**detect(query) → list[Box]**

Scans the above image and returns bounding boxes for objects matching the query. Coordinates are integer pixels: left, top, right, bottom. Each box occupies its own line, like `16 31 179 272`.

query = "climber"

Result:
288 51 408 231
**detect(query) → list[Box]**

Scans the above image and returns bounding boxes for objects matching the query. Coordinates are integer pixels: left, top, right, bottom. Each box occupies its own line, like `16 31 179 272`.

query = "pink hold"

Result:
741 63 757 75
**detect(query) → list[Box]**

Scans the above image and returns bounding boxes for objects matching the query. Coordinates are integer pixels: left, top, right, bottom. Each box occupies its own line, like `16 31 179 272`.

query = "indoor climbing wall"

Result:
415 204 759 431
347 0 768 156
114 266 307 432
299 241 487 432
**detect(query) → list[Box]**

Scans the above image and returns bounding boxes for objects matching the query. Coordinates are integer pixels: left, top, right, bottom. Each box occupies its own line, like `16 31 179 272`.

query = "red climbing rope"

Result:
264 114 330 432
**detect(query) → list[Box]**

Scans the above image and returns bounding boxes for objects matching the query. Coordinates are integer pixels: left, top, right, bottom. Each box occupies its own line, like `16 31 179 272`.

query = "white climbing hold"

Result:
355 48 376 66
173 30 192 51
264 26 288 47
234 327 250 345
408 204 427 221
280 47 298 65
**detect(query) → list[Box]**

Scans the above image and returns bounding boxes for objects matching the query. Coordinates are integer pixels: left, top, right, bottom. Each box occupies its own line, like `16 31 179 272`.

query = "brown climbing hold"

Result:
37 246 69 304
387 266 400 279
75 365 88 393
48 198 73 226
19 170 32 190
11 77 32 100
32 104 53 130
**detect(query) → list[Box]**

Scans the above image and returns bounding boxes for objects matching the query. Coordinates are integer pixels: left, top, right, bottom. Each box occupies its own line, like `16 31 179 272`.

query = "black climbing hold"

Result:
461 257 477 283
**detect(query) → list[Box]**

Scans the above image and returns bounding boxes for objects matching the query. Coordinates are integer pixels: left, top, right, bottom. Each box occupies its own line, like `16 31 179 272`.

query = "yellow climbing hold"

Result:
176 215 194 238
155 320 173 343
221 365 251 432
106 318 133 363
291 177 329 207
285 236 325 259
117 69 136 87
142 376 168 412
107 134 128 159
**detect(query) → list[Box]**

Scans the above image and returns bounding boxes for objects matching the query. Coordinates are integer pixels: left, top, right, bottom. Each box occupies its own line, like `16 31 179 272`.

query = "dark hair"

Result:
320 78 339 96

## Directive
Repeat each entry word for word.

## Result of this exercise
**detect(query) → list[Box]**

Scans the above image and returns bounding boxes for objects matching the query. Coordinates are integer pixels: left, top, right, bottom. Each box occupies its own line, like `16 31 179 272`.

query = "climber"

Result:
288 51 408 231
**detect(query) → list[Box]**

Scans the above image and returns bounding boxes for objects matching the query. Coordinates are integer pixels: left, top, right, bottom. Each box occupies its own line, like `16 31 179 272`.

query = "pink hold"

Result:
741 63 757 75
**detect(query) → list[Box]**

Scans the above image and returns bounding boxes for objects matching the query. Coordinates are integer pixels: left, top, right, bottom. Each box occupies its own line, like `16 31 179 272`.

query = "indoor climbing wall"

Result:
415 204 759 431
347 0 768 156
114 266 307 432
299 241 487 432
**detect(query) → list[Box]**

Scans the above image and returns bounding boxes for objects matching the query. Coordinates are integer pixels: left, top, right, bottom. Each box occupies its own line, like `16 31 179 272`.

query = "red climbing rope"

Result:
264 114 330 432
**detect(query) → list[Box]**

Scans the above image and returns bounding boxes for objects matching the query. Coordinates are integer pixels: left, top, right, bottom. Each box occupies its own line, like `16 31 179 272`.

query = "white climbing hold"

Result:
355 48 376 66
173 30 192 51
264 26 288 47
234 327 250 345
408 204 427 221
280 47 298 65
**detect(query) → list[Box]**

Scans the above image and returns bounding boxes for objects matching the query. Coordinates are integer pixels: left, top, right, bottom. Each box occupies its own line, like `16 31 179 272`.

query = "brown climbing hold"

Result:
37 246 69 304
387 266 400 279
75 365 88 393
48 198 73 226
19 170 32 190
11 77 32 100
32 104 53 130
**detect(query) → list[Box]**

Scans the above image and returns bounding boxes for objects matching the query. Coordinates are integer pixels: left, top, right, bottom. Each box occupies its own line, like `16 31 179 272`.

query = "black climbing hold"

Result:
461 257 477 283
**detect(query) → list[Box]**

Scans the above image and returns bounding boxes for objects matching the query. Coordinates are integer pixels: left, top, right, bottom. Each box occupies its own line, like `16 31 179 272`.

query = "yellow climbing hold"

Result:
176 215 194 238
155 320 173 343
221 365 251 432
106 318 133 363
291 177 329 207
285 236 325 259
117 69 136 87
142 376 168 412
107 134 128 159
**detect(query) → list[Box]**

Scans the above image and returns bounding boxes for objects matching the query. Coordinates are integer pixels: left, top, right, bottom. Each box occupies its own line, like `16 31 179 272`.

query = "dark hair"

Result:
320 78 339 96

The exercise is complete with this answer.